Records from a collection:
◆ ◆ ◆ ◆ ◆

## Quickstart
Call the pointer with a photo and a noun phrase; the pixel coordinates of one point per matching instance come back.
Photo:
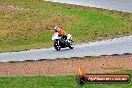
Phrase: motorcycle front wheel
(56, 45)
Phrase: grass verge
(55, 82)
(31, 24)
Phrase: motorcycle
(61, 42)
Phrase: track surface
(108, 47)
(120, 5)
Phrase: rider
(60, 32)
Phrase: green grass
(55, 82)
(32, 27)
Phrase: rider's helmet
(56, 28)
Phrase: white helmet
(56, 28)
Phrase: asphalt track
(119, 46)
(120, 5)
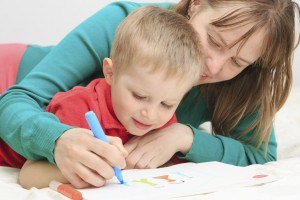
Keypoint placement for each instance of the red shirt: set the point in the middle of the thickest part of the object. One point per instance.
(70, 107)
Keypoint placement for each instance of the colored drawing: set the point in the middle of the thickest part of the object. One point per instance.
(181, 174)
(165, 177)
(145, 181)
(260, 176)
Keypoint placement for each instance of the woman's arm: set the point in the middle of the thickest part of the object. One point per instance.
(196, 145)
(39, 174)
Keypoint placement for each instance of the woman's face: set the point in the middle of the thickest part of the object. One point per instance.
(221, 62)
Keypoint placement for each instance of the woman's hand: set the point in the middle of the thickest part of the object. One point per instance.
(85, 160)
(157, 147)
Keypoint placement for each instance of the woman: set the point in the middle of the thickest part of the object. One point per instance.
(248, 46)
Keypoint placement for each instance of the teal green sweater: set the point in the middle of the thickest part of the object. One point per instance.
(76, 60)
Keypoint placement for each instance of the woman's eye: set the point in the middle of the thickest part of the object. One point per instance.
(213, 42)
(138, 97)
(168, 106)
(235, 62)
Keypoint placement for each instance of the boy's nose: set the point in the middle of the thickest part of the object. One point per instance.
(215, 64)
(149, 113)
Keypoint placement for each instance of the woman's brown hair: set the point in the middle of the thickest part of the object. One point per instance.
(263, 87)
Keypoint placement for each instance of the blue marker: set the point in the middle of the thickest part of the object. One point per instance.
(98, 132)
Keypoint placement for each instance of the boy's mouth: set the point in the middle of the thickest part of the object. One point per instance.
(141, 125)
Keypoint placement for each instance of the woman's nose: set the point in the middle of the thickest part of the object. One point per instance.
(215, 63)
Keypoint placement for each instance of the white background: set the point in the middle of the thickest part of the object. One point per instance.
(46, 22)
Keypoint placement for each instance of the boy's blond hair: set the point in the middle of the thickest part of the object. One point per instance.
(159, 38)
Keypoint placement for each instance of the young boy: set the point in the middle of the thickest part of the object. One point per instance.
(154, 61)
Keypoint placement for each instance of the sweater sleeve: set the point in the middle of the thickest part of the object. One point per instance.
(76, 60)
(207, 147)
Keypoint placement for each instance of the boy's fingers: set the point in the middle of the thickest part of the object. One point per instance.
(117, 142)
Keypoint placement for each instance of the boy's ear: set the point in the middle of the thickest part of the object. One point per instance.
(108, 70)
(193, 6)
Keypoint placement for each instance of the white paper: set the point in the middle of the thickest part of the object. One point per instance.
(181, 180)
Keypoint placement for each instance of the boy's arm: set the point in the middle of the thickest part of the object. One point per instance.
(39, 174)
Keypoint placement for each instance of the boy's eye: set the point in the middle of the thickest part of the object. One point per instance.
(168, 106)
(235, 62)
(138, 97)
(213, 42)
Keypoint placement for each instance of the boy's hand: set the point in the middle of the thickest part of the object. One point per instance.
(157, 147)
(87, 161)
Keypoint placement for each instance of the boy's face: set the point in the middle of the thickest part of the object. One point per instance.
(144, 101)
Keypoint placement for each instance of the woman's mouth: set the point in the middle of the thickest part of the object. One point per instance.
(203, 77)
(141, 125)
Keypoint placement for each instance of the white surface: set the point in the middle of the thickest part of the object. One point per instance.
(287, 187)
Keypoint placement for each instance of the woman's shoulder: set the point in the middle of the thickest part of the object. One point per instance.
(133, 5)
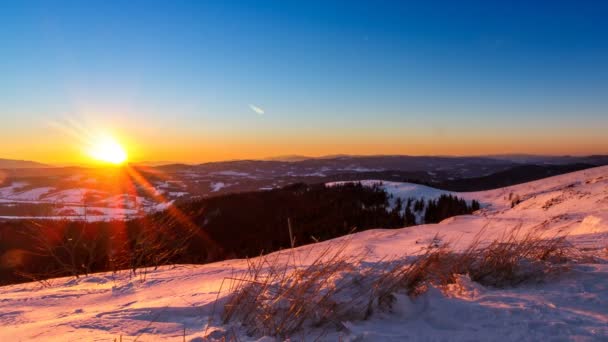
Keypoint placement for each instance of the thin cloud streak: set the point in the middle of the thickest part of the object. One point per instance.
(256, 109)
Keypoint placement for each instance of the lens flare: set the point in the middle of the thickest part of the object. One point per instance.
(108, 150)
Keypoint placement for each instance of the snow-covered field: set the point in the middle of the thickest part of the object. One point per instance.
(178, 301)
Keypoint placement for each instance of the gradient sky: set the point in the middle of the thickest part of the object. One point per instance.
(196, 81)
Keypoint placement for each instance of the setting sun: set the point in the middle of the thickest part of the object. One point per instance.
(108, 150)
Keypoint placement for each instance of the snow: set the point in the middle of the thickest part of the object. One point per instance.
(231, 173)
(215, 187)
(31, 195)
(174, 300)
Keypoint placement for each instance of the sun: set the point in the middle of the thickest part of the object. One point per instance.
(108, 150)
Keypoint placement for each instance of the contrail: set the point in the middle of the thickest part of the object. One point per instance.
(256, 109)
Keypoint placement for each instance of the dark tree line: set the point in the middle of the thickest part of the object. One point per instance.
(209, 229)
(447, 206)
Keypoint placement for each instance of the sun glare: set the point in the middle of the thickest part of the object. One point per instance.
(108, 150)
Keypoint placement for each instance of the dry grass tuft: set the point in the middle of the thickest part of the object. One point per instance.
(279, 296)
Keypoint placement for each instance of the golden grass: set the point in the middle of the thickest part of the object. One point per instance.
(278, 296)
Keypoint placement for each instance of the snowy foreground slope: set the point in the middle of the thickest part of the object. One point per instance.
(178, 301)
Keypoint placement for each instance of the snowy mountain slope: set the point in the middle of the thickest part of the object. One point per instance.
(174, 301)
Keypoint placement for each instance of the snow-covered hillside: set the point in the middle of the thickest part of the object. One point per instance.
(178, 301)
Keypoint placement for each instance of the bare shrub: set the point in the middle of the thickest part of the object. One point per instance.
(278, 297)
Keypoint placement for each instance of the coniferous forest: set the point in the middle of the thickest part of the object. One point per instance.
(211, 229)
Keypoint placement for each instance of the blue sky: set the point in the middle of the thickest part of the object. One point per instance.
(432, 77)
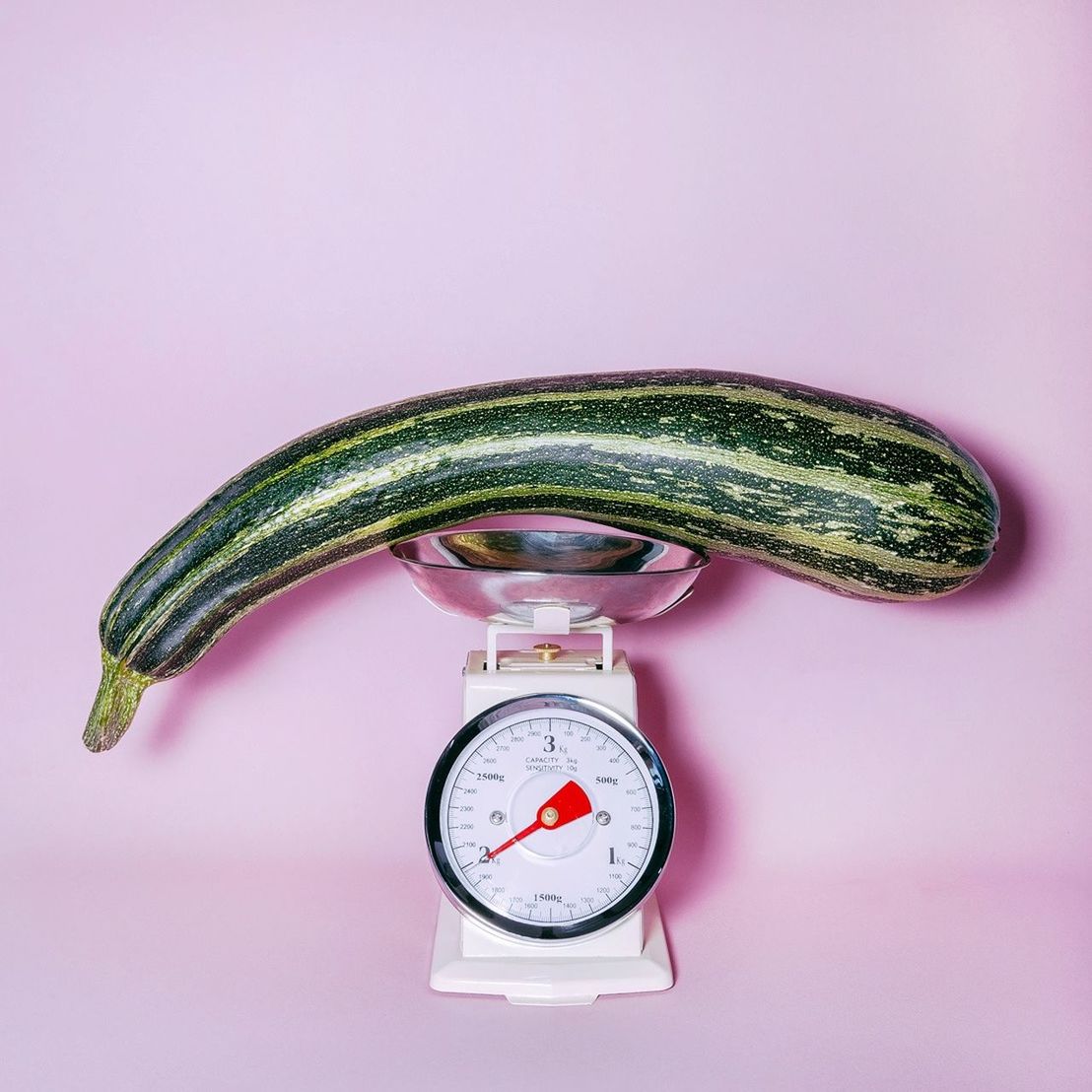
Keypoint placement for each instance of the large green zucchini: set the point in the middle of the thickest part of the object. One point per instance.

◆ ◆ ◆ ◆ ◆

Retype exactly the lines from the one containing "Keypoint placement for each instance of the golden" through the last line of the records above, both included, and leave out any pictures.

ANSWER TO THE TASK:
Keypoint placement for each instance of the golden grass: set the point in the middle of the thickest part of the object. One point per instance.
(278, 296)
Keypoint placement for each instance of the snowy foreground slope: set the point in the middle of the thickest part of the object. One point per instance.
(178, 301)
Keypoint placement for each instance of the snowy mountain slope: set the point in the middle of the thickest part of the object. One point per instance.
(174, 301)
Keypoint placement for each instance of the snow-covered hillside: set the point in the middle of the thickest part of the object. One point per instance.
(178, 301)
Keypoint placement for each instance of the bare shrub: set the point in the middle of the thickest part of the object. One point per instance.
(278, 297)
Keypoint placement for each instance of the coniferous forest: set the point in the middle of the thickest part of the object. One point per instance.
(211, 229)
Keypoint placement for each instance of the blue sky: set the point in the middle of the thickest part of the object. One point per instance.
(432, 77)
Keypoint placement for each instance of the large green zucchini: set the point in the middle of the thickest part of the object. One point per instance.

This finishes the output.